■ **TRY IT**
In the passage about Rizzo and the Parkland shooting, what did Rizzo feel and decide once he realized the shooting had struck his own town?

■ **EXTRACT**
____

Later, he looked out at the group of reporters crowded around him and said, “Some type of change needs to happen for the better. Because I’m sure people in here have kids, and no one feels very comfortable on a daily basis sending their kid to a school and not knowing if they’re going to see them again.”
When Rizzo first heard of a school shooting on Feb. 14, his reaction was like that of most: A vague, resigned numbness that resolved itself into practiced nonchalance — this type of awful news story having long ago become far too common.
“I took my next golf swing,” he said, “because that’s how numb this country is to it.”
Only later, as he came to realize it was his town, his school, his people who had been shot, did he start to reel. And it was then, all at once, he felt the tug of home. He knew he had to go to Parkland.

____

■ **SUPPLIED RECORDS**
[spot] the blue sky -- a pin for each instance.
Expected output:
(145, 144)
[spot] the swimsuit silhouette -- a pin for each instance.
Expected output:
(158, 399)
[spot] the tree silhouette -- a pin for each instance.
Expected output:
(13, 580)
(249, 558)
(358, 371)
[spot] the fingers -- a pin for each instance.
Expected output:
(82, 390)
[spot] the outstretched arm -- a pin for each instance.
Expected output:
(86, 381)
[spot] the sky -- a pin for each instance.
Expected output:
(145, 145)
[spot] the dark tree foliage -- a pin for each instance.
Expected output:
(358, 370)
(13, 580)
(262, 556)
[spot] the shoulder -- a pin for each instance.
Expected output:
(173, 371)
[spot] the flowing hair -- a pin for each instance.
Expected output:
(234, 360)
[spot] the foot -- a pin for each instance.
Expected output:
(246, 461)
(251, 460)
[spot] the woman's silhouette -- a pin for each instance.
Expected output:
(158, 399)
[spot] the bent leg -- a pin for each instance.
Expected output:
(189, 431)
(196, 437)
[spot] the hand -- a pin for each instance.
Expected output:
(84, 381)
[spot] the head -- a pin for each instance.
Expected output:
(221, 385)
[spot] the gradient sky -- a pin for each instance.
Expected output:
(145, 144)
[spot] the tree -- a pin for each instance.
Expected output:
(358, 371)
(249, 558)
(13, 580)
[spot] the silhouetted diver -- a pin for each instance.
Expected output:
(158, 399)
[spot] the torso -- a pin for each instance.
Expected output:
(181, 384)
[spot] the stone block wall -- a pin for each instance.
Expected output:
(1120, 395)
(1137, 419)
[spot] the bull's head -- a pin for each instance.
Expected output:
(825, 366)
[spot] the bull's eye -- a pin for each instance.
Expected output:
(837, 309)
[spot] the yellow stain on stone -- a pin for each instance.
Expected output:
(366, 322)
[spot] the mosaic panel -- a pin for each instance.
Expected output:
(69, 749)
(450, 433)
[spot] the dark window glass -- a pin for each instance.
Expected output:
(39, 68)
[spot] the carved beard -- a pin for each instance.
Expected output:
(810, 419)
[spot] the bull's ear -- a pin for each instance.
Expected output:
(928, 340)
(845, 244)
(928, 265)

____

■ **RESPONSE FOR THIS EXERCISE**
He felt the tug of home and knew he had to go to Parkland.